§ **Task requirements**: Starting at the line that has "Where can you spot the red fire" and continuing through the end of the items below, rewrite those lines with "instance" changed to "occurrence" and everything else left as it is.

§ **Data excerpts**:
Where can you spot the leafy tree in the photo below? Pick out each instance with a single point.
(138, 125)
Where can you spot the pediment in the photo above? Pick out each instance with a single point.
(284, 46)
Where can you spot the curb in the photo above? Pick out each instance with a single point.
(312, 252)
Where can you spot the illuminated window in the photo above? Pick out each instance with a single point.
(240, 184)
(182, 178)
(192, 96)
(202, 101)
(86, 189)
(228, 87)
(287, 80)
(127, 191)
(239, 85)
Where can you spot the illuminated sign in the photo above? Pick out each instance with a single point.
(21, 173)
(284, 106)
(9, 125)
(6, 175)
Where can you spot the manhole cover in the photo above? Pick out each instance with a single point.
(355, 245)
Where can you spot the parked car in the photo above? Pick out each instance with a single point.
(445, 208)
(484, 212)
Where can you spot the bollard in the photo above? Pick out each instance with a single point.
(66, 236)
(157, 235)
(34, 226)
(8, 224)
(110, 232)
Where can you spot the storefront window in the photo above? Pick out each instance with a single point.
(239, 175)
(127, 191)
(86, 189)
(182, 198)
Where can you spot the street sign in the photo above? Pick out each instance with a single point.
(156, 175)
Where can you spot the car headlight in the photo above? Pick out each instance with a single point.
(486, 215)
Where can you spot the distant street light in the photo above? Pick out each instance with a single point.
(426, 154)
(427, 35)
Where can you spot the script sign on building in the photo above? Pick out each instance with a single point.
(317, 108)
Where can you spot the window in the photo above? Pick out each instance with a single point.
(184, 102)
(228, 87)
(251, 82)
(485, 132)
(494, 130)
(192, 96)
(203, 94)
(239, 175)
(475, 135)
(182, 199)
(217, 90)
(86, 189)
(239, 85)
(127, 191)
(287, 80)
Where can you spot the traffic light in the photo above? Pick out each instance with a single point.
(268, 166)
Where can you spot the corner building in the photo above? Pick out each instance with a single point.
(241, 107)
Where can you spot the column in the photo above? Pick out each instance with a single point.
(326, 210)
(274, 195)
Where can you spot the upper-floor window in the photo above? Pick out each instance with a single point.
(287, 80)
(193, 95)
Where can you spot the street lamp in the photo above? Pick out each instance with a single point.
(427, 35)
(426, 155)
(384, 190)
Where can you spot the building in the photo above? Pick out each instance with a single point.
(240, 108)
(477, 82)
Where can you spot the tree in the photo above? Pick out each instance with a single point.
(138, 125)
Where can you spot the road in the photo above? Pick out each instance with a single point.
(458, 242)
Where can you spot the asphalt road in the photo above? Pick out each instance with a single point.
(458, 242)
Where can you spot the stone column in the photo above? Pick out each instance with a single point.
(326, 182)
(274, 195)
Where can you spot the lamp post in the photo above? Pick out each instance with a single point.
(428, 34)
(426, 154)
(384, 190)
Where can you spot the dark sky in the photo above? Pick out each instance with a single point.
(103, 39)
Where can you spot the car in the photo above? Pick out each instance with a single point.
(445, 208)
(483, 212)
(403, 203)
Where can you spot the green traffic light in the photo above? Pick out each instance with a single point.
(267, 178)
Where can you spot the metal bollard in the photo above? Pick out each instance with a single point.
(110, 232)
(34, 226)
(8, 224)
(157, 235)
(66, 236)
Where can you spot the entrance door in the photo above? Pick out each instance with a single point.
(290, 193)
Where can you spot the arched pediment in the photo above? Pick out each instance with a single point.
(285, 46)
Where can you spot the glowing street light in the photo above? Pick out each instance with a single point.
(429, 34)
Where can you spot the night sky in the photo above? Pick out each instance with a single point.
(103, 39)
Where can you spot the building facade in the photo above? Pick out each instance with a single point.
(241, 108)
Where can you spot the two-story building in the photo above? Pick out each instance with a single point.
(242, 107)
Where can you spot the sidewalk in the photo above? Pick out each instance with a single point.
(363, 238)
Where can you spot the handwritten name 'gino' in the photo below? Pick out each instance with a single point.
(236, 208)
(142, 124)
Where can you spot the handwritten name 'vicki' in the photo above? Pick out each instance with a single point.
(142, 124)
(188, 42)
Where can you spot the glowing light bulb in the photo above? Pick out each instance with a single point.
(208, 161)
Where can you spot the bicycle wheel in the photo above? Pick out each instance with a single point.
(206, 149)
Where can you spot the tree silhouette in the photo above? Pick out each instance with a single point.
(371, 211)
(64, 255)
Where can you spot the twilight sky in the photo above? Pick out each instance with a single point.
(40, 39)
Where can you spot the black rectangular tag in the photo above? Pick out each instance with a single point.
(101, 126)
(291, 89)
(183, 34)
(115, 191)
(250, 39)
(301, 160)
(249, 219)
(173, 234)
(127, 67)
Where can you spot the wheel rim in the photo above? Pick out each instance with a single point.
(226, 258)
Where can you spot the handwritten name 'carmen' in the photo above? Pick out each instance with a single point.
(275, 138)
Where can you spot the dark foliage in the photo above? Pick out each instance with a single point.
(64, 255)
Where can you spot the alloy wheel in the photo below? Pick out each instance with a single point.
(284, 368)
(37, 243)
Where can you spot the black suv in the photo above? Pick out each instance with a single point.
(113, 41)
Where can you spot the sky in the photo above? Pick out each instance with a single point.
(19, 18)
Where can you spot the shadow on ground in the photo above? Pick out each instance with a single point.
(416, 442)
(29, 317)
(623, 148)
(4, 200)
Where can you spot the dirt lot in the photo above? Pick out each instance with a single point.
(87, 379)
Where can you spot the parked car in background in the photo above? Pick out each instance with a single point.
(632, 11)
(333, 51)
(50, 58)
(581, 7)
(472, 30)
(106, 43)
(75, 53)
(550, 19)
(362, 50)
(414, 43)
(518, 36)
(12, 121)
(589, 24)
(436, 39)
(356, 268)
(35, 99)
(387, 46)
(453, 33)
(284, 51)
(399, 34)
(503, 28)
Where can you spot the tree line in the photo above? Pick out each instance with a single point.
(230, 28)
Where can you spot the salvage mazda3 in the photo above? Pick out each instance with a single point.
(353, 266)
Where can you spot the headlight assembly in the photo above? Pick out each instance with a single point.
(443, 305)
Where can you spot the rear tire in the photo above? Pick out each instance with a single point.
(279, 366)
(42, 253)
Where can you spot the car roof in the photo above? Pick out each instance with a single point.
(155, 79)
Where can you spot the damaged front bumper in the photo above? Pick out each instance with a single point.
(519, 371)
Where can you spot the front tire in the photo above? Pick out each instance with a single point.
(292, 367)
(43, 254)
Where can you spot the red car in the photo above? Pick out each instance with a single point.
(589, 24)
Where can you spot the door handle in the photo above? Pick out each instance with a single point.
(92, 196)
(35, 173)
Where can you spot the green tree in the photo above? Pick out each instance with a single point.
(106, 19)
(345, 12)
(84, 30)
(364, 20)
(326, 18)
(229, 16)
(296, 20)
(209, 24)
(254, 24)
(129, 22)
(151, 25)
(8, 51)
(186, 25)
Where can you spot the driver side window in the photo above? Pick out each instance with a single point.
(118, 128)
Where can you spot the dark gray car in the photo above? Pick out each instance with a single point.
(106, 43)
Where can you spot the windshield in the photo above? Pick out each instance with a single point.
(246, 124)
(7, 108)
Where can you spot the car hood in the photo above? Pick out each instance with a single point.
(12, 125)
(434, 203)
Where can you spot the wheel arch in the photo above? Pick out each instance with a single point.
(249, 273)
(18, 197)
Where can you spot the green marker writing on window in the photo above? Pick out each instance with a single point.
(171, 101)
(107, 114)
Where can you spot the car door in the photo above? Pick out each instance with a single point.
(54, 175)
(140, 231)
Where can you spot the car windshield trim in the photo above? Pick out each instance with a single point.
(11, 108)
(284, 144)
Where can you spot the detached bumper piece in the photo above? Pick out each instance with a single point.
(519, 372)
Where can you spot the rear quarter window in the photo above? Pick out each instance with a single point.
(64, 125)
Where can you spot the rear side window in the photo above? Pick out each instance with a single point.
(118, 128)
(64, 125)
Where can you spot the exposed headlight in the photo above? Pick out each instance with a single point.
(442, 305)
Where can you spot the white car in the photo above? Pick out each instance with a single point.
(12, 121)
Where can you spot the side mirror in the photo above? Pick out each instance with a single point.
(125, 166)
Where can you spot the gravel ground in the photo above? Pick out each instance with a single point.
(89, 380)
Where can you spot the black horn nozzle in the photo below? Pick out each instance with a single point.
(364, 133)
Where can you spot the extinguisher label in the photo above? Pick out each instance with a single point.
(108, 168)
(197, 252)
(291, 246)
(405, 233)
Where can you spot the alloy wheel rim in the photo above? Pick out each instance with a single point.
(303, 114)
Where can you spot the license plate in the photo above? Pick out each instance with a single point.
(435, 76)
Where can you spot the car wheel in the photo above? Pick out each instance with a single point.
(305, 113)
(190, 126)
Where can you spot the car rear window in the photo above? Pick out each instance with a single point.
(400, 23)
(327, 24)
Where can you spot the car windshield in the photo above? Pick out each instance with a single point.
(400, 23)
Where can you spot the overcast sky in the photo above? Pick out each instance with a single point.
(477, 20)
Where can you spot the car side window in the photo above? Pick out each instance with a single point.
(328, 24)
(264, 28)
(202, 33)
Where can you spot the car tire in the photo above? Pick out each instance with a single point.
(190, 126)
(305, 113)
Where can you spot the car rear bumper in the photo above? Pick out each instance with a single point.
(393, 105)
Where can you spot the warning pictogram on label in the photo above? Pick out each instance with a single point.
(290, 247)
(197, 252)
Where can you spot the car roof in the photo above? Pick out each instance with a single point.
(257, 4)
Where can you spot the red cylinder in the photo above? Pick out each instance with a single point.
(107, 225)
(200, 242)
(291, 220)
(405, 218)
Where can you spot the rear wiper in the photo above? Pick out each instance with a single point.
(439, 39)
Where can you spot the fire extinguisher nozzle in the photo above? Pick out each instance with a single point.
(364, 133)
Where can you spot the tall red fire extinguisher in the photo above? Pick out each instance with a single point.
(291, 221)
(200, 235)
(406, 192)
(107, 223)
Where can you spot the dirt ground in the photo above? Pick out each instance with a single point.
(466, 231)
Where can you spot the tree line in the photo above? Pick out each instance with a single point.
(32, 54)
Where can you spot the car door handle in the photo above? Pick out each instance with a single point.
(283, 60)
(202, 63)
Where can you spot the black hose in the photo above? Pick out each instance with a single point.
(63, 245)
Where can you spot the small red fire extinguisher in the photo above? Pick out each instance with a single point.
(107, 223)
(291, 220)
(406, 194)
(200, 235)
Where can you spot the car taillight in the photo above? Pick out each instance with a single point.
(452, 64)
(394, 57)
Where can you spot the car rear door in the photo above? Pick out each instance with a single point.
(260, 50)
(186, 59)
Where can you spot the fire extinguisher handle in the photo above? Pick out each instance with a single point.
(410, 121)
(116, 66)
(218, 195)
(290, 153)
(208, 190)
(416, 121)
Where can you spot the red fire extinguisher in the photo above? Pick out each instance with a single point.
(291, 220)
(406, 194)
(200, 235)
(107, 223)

§ **Answer to this exercise**:
Where can you spot the red fire extinguisher in the photo above? Pick out each occurrence with a single point.
(291, 220)
(406, 194)
(200, 235)
(107, 223)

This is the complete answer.